#### THE PROBLEM
Give the lines of the material below as a JSON list of strings, one string per line with blank lines left out, from the line containing "Each instance receives one point. Annotate the player's face" to the line containing "[[122, 188], [281, 183]]", both included.

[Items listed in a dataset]
___

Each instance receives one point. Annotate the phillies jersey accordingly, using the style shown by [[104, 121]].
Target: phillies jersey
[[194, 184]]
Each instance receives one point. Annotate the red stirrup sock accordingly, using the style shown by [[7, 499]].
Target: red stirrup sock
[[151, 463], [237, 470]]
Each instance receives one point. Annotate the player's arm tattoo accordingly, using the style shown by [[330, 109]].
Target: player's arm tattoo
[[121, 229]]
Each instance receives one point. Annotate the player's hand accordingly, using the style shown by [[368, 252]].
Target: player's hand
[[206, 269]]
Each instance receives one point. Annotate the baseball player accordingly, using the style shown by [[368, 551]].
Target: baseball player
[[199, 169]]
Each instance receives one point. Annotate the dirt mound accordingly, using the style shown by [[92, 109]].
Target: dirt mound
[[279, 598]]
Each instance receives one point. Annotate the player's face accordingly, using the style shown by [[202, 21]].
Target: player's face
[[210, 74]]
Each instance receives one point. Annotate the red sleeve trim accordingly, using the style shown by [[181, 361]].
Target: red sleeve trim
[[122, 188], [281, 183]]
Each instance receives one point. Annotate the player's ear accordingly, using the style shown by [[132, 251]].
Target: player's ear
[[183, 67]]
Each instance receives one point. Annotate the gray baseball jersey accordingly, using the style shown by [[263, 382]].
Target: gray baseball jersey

___

#### ANSWER FOR THE TASK
[
  "Each instance receives one point. Annotate the player's face accordingly, using the style shown by [[202, 21]].",
  "Target: player's face",
  "[[210, 74]]",
  "Each instance receives one point. Annotate the red sleeve trim accordingly, using the style shown by [[181, 361]].",
  "Target: red sleeve trim",
  "[[122, 188], [281, 183]]"
]